EXERCISE AIM
All lines from the one containing "Target: ribbed texture" to the end of the data below are to be returned exactly, both ends included, with nothing added.

[Stored data entries]
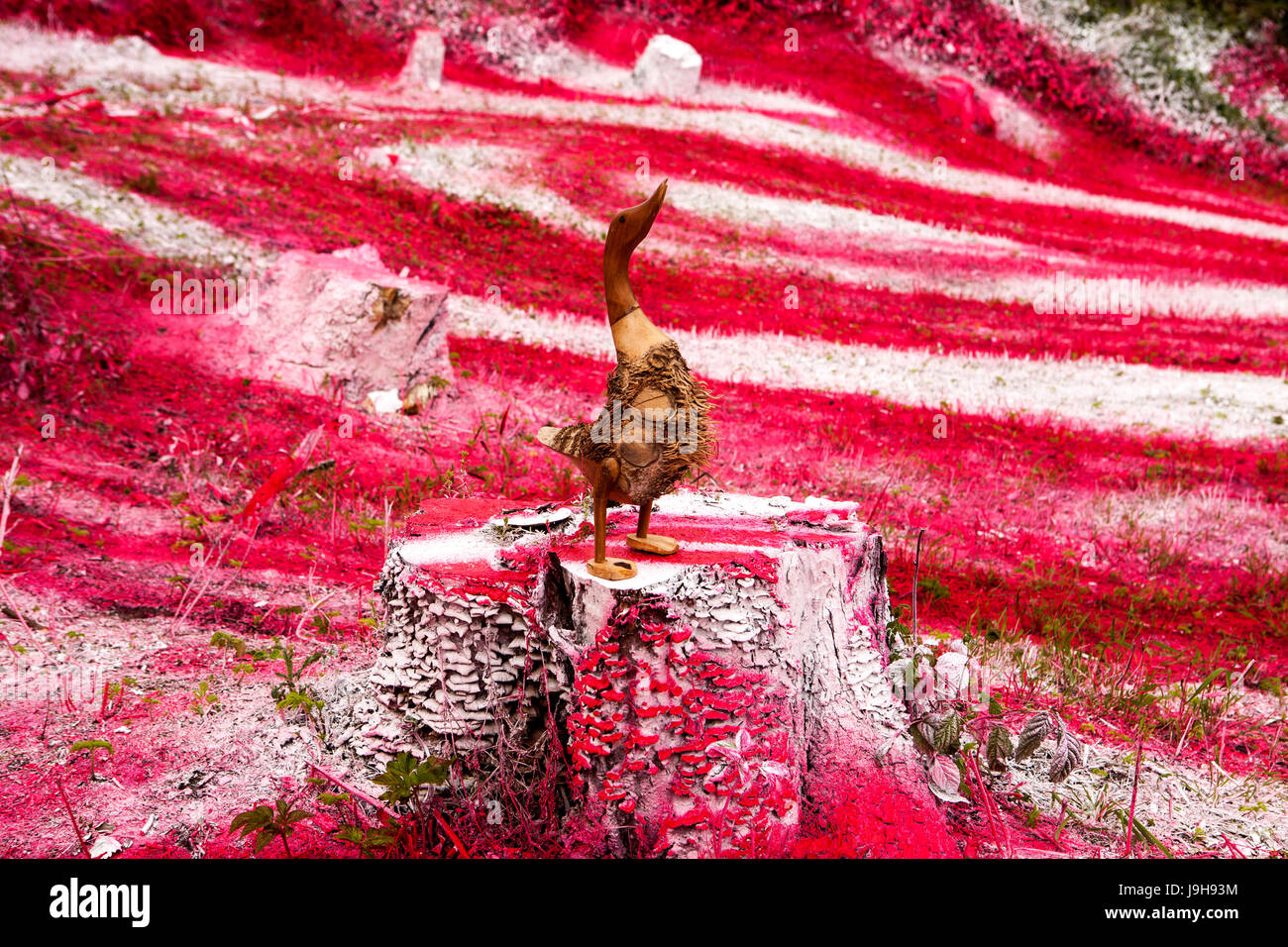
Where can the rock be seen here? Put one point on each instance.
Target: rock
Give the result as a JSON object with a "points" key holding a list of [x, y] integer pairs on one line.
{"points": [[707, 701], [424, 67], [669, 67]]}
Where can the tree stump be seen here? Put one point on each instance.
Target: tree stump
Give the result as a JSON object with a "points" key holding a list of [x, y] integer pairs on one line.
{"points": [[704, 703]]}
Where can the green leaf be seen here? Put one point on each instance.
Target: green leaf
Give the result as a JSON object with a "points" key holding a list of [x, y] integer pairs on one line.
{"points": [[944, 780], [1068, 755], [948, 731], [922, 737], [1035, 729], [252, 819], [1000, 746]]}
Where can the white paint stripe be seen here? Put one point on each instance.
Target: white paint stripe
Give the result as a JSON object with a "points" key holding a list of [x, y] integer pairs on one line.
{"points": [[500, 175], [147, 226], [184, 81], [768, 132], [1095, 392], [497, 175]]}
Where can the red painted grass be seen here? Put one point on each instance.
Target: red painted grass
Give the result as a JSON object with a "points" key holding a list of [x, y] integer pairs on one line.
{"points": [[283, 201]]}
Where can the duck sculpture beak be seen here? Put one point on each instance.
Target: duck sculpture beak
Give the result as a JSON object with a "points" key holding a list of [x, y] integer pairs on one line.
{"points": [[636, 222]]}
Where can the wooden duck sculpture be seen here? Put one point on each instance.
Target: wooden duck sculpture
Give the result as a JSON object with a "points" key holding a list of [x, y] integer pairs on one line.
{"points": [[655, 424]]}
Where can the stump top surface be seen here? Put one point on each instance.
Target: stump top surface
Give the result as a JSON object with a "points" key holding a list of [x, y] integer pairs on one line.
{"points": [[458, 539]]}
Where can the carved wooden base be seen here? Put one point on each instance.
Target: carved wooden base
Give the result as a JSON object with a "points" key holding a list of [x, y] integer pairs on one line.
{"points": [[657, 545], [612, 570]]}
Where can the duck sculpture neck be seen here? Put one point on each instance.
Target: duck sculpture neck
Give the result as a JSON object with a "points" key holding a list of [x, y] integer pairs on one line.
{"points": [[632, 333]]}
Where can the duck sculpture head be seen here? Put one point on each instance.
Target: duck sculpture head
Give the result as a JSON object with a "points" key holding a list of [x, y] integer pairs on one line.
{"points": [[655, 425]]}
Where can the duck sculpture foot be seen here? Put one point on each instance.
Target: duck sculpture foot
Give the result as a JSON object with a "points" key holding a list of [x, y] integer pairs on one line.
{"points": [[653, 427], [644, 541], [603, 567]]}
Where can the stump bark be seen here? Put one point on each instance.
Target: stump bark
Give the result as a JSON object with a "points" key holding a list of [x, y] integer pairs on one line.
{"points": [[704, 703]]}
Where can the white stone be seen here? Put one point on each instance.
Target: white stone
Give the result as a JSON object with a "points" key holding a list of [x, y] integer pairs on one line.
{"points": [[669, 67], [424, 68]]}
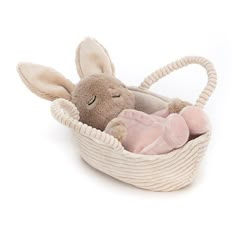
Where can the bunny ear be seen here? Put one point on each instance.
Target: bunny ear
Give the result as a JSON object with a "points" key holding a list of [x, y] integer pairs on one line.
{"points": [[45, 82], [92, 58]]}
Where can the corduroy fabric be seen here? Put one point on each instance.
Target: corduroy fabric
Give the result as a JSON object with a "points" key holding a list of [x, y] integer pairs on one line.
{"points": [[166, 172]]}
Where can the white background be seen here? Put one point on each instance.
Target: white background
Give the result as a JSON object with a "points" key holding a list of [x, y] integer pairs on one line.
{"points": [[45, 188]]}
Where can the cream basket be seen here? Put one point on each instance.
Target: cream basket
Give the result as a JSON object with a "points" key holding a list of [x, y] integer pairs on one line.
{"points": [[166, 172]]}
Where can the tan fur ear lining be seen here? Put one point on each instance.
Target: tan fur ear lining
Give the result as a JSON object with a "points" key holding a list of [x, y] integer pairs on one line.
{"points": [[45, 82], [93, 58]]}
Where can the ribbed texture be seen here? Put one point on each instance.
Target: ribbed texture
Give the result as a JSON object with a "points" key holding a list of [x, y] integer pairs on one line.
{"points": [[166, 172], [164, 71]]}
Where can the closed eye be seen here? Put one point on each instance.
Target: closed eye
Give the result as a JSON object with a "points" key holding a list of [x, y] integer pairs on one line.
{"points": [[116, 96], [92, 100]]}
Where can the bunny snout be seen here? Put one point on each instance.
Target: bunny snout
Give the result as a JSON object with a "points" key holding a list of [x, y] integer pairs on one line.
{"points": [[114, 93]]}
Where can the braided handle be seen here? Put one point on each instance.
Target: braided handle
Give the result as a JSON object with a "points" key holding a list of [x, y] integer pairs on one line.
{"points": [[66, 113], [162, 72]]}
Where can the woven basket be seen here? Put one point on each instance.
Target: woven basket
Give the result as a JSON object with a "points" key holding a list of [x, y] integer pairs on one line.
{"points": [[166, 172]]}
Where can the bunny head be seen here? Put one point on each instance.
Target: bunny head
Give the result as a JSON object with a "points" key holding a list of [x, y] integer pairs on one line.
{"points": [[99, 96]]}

SOLUTION FOR THIS EXERCISE
Target: ribbed texture
Give the result as a JSON object with a "points" key holding a list of [x, y] integer pairs on one line.
{"points": [[166, 172], [164, 71]]}
Where can the closed eye be seen here? Put one point on each instance.
Target: closed eye
Give the result as a JSON object with a "points" key holding a list of [x, y] integer pairs on one line.
{"points": [[116, 96], [92, 100]]}
Where can the bunny snout be seen here? Put one point on each instance.
Target: bunny snout
Give the result as a JSON object with a "points" key holding a list of [x, y] integer pairs on one line.
{"points": [[114, 93]]}
Where can the braided handle be seen here? Put one point on each instance.
Target: braided handle
Give the result as a JSON object with a "points" key holding a list of [x, y] integer pairs on one line.
{"points": [[66, 113], [162, 72]]}
Where can the woven basket be seen here? Put one point on each instance.
Target: woven basket
Give the result as a JSON object with a "points" key holding a list of [x, y] integer pairs on one line.
{"points": [[166, 172]]}
Where can the bunny head be seen here? Put one point on each instance.
Target: bunny head
Give the result as a JSON object with a "points" key holding a list of [x, y] integer pairs on one line.
{"points": [[99, 96]]}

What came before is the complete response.